▸ **DESCRIZIONE DEL PROBLEMA**
Riporti per intero il tratto che va dalla riga contenente "Place a point on each instance of the cloud" fino alla riga contenente "x=238, y=34", estremi inclusi. Trasli di 124 ogni coordinata nelle risposte e lasci invariati tutti gli altri numeri.

▸ **DATI FORNITI**
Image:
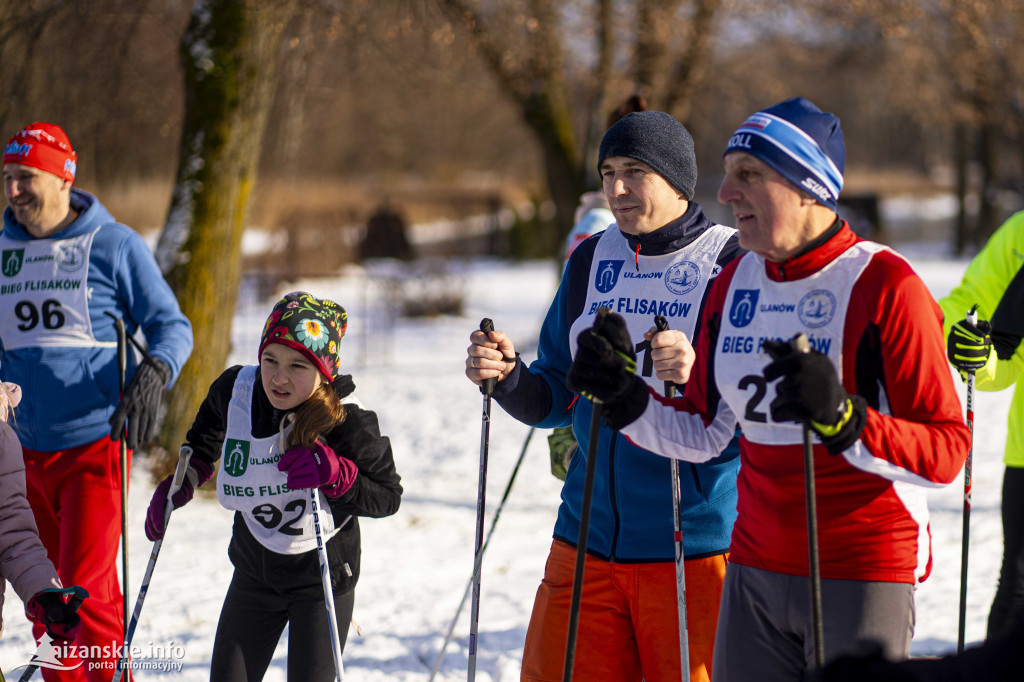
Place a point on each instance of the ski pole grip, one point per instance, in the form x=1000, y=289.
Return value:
x=487, y=387
x=663, y=326
x=180, y=470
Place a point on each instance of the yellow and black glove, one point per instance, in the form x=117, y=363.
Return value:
x=604, y=370
x=811, y=393
x=969, y=345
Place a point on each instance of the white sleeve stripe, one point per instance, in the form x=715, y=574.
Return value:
x=681, y=435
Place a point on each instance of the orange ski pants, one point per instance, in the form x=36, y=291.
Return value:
x=629, y=621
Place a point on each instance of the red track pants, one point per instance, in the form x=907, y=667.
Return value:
x=75, y=495
x=629, y=622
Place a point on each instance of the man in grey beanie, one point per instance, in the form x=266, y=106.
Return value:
x=659, y=258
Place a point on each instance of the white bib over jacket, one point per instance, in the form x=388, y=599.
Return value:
x=248, y=481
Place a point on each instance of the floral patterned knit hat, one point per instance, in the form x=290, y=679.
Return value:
x=313, y=327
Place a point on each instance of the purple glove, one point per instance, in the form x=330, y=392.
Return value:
x=198, y=473
x=318, y=466
x=57, y=611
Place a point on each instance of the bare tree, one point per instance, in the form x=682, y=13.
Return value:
x=229, y=52
x=522, y=43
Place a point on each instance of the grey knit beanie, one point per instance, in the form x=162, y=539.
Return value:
x=658, y=140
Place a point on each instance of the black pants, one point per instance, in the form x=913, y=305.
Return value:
x=1010, y=594
x=251, y=622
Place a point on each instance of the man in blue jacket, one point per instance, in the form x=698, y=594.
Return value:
x=65, y=262
x=658, y=258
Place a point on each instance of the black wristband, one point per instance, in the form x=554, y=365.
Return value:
x=627, y=409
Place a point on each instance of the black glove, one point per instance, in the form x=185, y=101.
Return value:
x=605, y=361
x=604, y=369
x=52, y=609
x=810, y=393
x=969, y=345
x=140, y=403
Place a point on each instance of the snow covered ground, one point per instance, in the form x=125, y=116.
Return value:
x=416, y=564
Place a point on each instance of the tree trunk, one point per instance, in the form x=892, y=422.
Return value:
x=679, y=95
x=229, y=55
x=988, y=215
x=961, y=228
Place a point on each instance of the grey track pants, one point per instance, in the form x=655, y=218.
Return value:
x=764, y=628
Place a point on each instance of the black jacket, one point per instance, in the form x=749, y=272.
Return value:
x=377, y=492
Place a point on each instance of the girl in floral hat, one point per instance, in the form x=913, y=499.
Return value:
x=278, y=429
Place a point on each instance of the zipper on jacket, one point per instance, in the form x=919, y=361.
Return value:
x=696, y=478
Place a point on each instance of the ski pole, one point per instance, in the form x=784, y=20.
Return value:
x=179, y=475
x=78, y=595
x=800, y=344
x=972, y=317
x=479, y=557
x=588, y=494
x=486, y=387
x=677, y=523
x=332, y=616
x=119, y=326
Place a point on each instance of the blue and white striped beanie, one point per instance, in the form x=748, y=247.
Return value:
x=802, y=142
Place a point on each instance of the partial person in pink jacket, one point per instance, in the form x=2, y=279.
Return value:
x=23, y=558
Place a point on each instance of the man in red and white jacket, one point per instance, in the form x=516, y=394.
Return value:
x=873, y=387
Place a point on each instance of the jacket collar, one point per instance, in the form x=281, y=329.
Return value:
x=814, y=255
x=672, y=237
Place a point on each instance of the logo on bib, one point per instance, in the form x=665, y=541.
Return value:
x=607, y=274
x=682, y=278
x=816, y=308
x=744, y=302
x=12, y=259
x=70, y=257
x=236, y=457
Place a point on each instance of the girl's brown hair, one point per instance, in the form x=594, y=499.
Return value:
x=322, y=412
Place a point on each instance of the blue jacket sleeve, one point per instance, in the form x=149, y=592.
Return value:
x=152, y=306
x=538, y=395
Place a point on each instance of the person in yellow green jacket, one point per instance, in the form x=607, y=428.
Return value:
x=994, y=281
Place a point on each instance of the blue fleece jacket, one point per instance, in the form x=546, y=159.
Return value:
x=631, y=515
x=70, y=391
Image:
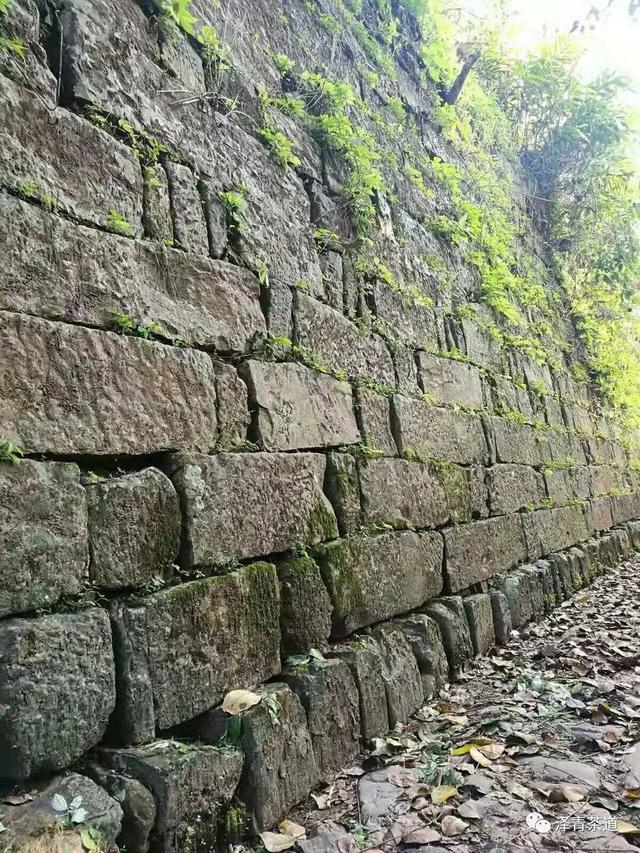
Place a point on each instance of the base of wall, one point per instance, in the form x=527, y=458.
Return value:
x=220, y=777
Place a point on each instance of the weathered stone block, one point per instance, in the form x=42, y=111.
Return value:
x=330, y=700
x=181, y=649
x=233, y=407
x=327, y=335
x=189, y=227
x=479, y=615
x=374, y=419
x=501, y=617
x=237, y=506
x=57, y=690
x=512, y=487
x=372, y=578
x=438, y=434
x=402, y=680
x=364, y=659
x=43, y=534
x=343, y=490
x=96, y=275
x=134, y=529
x=454, y=631
x=425, y=640
x=297, y=408
x=71, y=390
x=35, y=815
x=279, y=764
x=476, y=551
x=305, y=606
x=450, y=381
x=551, y=530
x=190, y=784
x=156, y=214
x=518, y=444
x=412, y=494
x=63, y=163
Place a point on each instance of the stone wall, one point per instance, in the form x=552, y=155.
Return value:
x=241, y=443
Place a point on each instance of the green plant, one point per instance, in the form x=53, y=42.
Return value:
x=10, y=452
x=118, y=223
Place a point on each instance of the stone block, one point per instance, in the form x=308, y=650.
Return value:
x=425, y=639
x=512, y=487
x=450, y=381
x=31, y=819
x=57, y=690
x=477, y=551
x=364, y=659
x=69, y=390
x=190, y=783
x=374, y=420
x=479, y=615
x=233, y=407
x=441, y=434
x=305, y=606
x=279, y=764
x=64, y=163
x=134, y=529
x=403, y=494
x=180, y=650
x=43, y=534
x=297, y=408
x=338, y=344
x=156, y=213
x=516, y=587
x=343, y=490
x=241, y=505
x=454, y=629
x=549, y=530
x=402, y=679
x=213, y=304
x=330, y=699
x=187, y=214
x=502, y=625
x=372, y=578
x=518, y=444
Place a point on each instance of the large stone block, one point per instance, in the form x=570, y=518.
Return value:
x=178, y=651
x=372, y=578
x=477, y=551
x=43, y=534
x=338, y=344
x=190, y=783
x=440, y=434
x=512, y=487
x=240, y=505
x=402, y=680
x=364, y=659
x=280, y=767
x=411, y=494
x=134, y=529
x=71, y=390
x=518, y=444
x=305, y=606
x=297, y=408
x=92, y=275
x=479, y=615
x=57, y=690
x=425, y=639
x=551, y=530
x=330, y=700
x=64, y=162
x=450, y=381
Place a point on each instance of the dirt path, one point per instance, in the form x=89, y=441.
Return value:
x=532, y=750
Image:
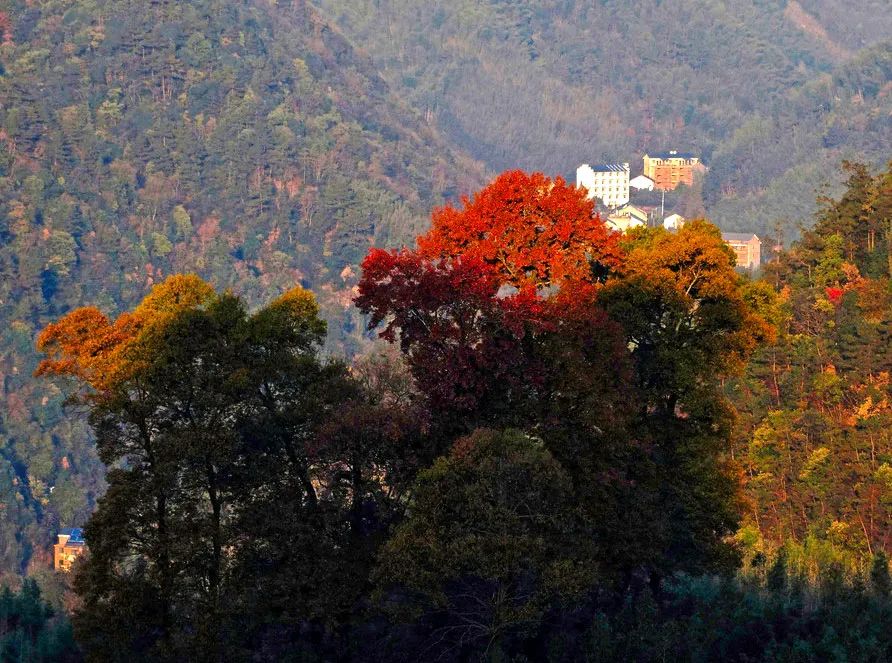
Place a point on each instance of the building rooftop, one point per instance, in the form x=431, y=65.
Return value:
x=738, y=237
x=671, y=154
x=75, y=535
x=610, y=167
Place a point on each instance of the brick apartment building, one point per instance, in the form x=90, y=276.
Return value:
x=69, y=547
x=669, y=169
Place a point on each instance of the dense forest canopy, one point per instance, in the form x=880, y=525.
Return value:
x=244, y=141
x=200, y=185
x=547, y=465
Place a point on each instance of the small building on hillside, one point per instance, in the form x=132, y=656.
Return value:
x=69, y=547
x=642, y=183
x=669, y=169
x=626, y=218
x=673, y=222
x=608, y=182
x=747, y=247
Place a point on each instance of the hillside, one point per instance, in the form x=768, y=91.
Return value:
x=773, y=95
x=244, y=141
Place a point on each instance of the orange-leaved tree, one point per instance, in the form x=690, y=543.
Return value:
x=531, y=230
x=84, y=344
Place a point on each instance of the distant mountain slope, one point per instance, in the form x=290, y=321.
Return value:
x=854, y=23
x=246, y=141
x=762, y=89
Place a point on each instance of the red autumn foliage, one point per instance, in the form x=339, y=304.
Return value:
x=834, y=294
x=474, y=350
x=530, y=230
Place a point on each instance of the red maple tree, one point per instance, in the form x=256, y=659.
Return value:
x=528, y=229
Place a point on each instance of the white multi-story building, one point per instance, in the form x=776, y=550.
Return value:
x=608, y=182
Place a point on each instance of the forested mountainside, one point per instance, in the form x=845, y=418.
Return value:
x=769, y=95
x=244, y=141
x=852, y=25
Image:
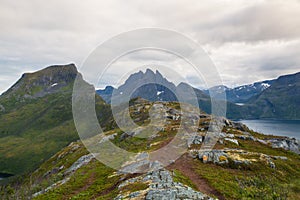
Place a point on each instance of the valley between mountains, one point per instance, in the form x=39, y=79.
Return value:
x=40, y=147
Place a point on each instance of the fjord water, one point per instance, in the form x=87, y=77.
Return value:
x=290, y=128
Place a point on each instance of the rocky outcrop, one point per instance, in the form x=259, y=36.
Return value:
x=46, y=81
x=161, y=186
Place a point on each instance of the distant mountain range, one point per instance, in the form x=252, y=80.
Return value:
x=266, y=99
x=242, y=93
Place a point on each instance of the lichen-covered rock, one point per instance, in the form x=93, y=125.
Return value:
x=161, y=186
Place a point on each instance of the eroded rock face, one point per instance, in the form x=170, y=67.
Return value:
x=214, y=156
x=161, y=186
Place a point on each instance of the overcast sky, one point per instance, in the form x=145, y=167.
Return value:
x=247, y=40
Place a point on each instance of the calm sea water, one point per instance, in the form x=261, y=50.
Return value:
x=290, y=128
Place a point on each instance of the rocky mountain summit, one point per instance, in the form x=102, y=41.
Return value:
x=36, y=118
x=242, y=164
x=43, y=82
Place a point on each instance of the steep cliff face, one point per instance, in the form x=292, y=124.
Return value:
x=43, y=82
x=36, y=118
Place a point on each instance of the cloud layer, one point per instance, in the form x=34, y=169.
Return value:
x=248, y=40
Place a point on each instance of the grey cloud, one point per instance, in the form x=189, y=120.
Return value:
x=238, y=34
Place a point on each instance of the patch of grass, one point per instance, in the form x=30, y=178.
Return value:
x=133, y=187
x=179, y=177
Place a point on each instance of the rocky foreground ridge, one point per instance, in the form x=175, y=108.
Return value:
x=242, y=164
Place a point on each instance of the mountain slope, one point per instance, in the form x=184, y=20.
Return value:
x=159, y=88
x=36, y=118
x=243, y=93
x=281, y=100
x=243, y=165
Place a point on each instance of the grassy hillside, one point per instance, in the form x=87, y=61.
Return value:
x=248, y=169
x=36, y=120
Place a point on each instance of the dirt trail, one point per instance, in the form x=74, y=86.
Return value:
x=186, y=167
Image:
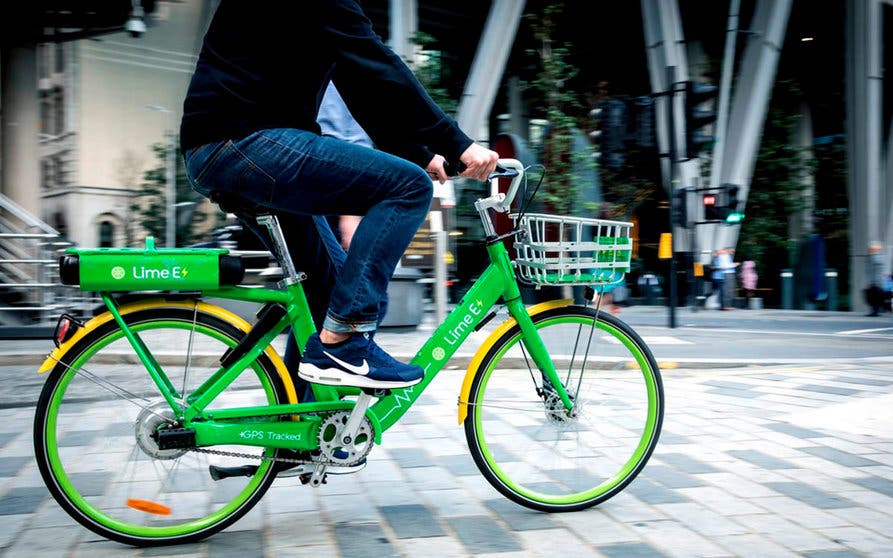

▸ **SOLUZIONE DEL PROBLEMA**
Place a point on each instance of the cloud layer, one point per instance, in the form x=34, y=169.
Return value:
x=372, y=164
Place a point on each instance of the grey cloud, one point per instance, in the form x=189, y=120.
Return value:
x=362, y=158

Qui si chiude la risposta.